WHAT IS REQUIRED: Write out every line of the records below word for word, in the same order, changing nothing.

GIVEN DATA:

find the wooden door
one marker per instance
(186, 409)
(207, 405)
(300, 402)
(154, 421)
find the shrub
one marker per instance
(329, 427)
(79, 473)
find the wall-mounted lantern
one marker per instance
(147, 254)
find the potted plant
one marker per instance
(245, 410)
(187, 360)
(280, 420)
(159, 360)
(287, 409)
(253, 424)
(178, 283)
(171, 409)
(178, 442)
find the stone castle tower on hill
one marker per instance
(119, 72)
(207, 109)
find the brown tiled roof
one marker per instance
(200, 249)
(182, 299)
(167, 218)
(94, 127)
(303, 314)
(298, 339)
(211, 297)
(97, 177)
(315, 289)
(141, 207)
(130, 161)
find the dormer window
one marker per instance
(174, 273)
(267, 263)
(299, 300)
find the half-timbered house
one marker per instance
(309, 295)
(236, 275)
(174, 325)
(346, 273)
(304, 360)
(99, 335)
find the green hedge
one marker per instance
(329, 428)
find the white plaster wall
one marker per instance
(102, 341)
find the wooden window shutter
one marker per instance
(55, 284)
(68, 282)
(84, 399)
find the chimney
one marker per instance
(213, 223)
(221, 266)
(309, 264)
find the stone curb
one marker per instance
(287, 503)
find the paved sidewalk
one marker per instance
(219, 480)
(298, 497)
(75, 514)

EXERCISE SOLUTION:
find the wooden door
one marker per instance
(186, 409)
(207, 405)
(300, 402)
(154, 421)
find the shrub
one marker per instance
(329, 427)
(79, 473)
find the wall-mounted lantern
one marker per instance
(147, 254)
find the potted plant
one marker per instance
(245, 410)
(187, 360)
(280, 420)
(159, 360)
(287, 409)
(253, 424)
(178, 283)
(171, 409)
(178, 442)
find the stone castle tower on hill
one marker per instance
(119, 72)
(207, 109)
find the brown tiled roof
one marker per instance
(200, 249)
(182, 299)
(167, 218)
(94, 127)
(303, 314)
(298, 339)
(211, 297)
(97, 177)
(315, 289)
(141, 207)
(130, 161)
find the dormer window
one marker per instance
(174, 273)
(267, 263)
(299, 300)
find the half-timbered house
one marker per instance
(309, 295)
(236, 275)
(174, 325)
(346, 273)
(304, 360)
(99, 335)
find the green hedge
one marker per instance
(329, 428)
find the white plaster wall
one marker per instance
(102, 341)
find the wooden window shutter
one marker per instance
(55, 284)
(68, 282)
(84, 399)
find the chimney
one marker per instance
(213, 223)
(221, 266)
(309, 264)
find the stone curb
one marker per instance
(287, 503)
find the paved sidewalk
one marker per instance
(219, 480)
(298, 497)
(75, 514)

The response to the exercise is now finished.